* Start DATA PROVIDED *
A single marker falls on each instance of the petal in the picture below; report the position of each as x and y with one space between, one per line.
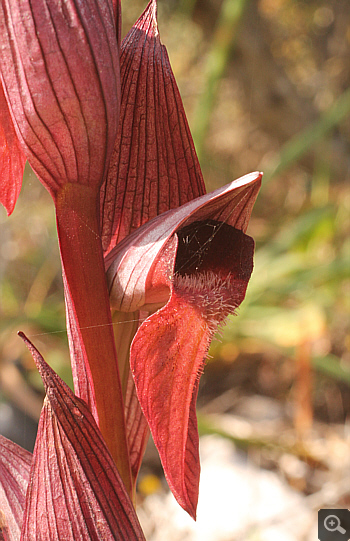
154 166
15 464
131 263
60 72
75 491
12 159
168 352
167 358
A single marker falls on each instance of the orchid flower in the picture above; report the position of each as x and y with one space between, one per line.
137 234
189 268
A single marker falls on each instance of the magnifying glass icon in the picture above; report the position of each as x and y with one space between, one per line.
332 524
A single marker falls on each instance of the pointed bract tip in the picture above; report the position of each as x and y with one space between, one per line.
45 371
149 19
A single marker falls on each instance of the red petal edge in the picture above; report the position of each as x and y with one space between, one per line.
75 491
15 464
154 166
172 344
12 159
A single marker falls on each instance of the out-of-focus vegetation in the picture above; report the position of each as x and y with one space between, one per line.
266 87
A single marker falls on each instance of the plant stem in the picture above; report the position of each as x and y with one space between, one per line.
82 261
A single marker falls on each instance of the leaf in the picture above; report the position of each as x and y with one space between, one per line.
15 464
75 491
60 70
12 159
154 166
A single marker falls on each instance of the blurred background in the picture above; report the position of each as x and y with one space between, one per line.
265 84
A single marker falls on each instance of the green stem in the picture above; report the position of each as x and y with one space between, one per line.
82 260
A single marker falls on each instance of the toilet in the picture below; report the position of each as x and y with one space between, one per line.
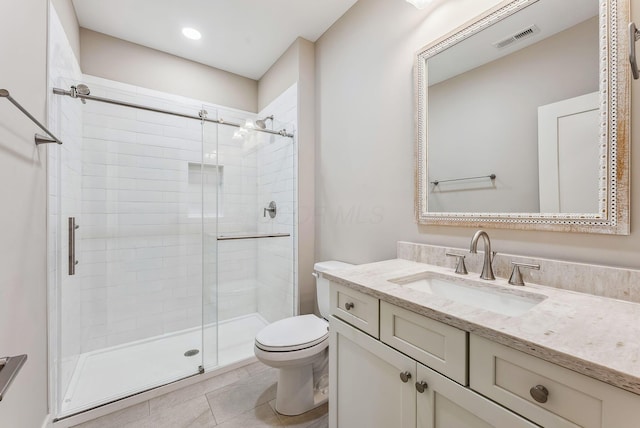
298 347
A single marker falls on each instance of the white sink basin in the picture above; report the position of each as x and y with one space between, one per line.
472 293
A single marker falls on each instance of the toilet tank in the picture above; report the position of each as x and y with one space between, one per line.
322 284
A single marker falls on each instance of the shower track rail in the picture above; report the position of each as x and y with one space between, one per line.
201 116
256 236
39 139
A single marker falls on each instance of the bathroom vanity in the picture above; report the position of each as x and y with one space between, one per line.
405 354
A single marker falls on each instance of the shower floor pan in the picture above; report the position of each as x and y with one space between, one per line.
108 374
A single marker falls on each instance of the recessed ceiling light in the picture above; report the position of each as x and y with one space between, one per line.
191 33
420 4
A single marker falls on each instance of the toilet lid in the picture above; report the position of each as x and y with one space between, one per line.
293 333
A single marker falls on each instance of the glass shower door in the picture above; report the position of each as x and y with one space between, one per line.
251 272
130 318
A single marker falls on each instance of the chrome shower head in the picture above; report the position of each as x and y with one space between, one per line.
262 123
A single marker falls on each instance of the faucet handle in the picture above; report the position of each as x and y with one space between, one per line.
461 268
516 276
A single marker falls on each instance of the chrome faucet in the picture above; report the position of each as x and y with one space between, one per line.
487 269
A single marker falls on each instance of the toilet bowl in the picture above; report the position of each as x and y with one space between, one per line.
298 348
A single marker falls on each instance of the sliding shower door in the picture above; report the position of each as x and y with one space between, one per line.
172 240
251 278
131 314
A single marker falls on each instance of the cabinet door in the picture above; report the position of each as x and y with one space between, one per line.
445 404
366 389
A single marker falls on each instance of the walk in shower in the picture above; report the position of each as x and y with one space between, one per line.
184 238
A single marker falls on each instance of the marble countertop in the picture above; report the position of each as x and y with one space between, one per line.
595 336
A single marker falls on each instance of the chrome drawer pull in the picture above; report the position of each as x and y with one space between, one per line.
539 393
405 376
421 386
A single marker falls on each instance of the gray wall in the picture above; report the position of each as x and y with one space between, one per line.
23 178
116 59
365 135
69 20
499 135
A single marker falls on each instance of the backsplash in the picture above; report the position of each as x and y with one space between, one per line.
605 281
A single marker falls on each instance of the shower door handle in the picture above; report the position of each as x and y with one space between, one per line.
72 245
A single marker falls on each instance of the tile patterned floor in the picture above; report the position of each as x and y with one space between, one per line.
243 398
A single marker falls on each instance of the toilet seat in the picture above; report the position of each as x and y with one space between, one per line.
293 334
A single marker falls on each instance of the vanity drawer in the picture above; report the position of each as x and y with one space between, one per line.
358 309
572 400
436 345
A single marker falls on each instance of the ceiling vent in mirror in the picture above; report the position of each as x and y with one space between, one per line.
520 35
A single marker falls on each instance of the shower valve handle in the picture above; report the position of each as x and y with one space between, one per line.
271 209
* End DATA PROVIDED *
## WHAT THE TASK REQUIRES
Rewrite the lines from the records above as a numbered list without blank lines, starting with the line containing "A single marker falls on each instance of the walk" and going on through the end of the records.

## FINAL ANSWER
1. A single marker falls on each instance of the walk in shower in the picture above; report the position of each as x and y with one space between, one per line.
2. 184 238
3. A single marker falls on each instance of the marble countertop in the picture above; report the position of each as x and y with one space between, one per line.
4. 595 336
5. A single marker falls on each instance of the chrome drawer pull in the picture above; report the position of each as x and y with one space between, one per line.
6. 539 393
7. 405 376
8. 421 386
9. A single marker falls on each instance of the gray wall in the picture above; report the position of each as x and y with one space between, one per line.
10. 23 178
11. 116 59
12. 365 135
13. 69 20
14. 499 135
15. A single marker falls on each instance of the backsplash in the picture above; report the position of each as x and y with one space between, one per line.
16. 605 281
17. A single marker falls on each instance of the shower door handle in the picture above; report the position of each as x and y with one space between, one per line.
18. 72 245
19. A single marker falls on each instance of the tile patterned floor in the picture above; report the position of each as x and y with one space between, one per line.
20. 243 398
21. A single marker falls on each instance of the toilet seat in the picture above; report the position of each as x and y with one space between, one per line.
22. 293 334
23. A single marker falls on each instance of the vanity drawer in the picture above; report the position of each as x and y with one space between, one per line.
24. 358 309
25. 572 400
26. 436 345
27. A single marker falls on each instance of the ceiling vent in mirror in the picture above; report the position of each as x and y with one space between, one per line.
28. 520 35
29. A single marker falls on each instance of the shower valve handle in the picture above; report the position of each as x and y with one space between, one per line.
30. 271 209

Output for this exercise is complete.